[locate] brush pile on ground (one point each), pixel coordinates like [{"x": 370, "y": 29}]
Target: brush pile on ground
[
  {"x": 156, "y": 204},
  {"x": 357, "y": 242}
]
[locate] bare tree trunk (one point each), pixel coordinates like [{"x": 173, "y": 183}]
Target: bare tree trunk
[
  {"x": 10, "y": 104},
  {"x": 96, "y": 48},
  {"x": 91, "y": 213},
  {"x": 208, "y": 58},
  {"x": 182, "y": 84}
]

⁂

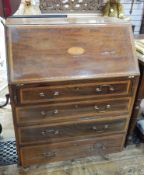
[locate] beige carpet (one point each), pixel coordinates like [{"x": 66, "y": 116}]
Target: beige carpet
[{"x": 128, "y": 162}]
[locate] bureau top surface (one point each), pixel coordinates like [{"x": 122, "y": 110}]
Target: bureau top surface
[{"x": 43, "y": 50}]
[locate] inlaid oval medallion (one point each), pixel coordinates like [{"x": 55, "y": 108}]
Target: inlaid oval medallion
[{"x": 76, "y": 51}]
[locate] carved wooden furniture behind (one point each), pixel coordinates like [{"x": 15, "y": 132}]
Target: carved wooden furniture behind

⁂

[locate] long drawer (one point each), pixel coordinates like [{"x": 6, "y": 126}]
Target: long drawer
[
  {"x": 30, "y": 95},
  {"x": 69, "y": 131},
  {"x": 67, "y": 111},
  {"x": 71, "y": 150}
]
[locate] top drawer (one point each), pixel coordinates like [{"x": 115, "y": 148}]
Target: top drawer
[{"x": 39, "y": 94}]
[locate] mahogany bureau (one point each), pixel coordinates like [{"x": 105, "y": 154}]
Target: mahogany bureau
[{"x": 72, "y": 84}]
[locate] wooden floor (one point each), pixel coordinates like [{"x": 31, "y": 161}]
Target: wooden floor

⁂

(Assignment) Repeat, word for word, the lines above between the line holding "Target: top drawer" and the line holding "Target: wooden floor", inclusive; omit everything else.

(Solution)
Target: top drawer
[{"x": 39, "y": 94}]
[locate] mahogany bureau (one point each), pixel coordinates like [{"x": 105, "y": 154}]
Target: mahogany bureau
[{"x": 72, "y": 84}]
[locate] wooden floor (one point each), pixel coordinates like [{"x": 31, "y": 161}]
Target: wooden floor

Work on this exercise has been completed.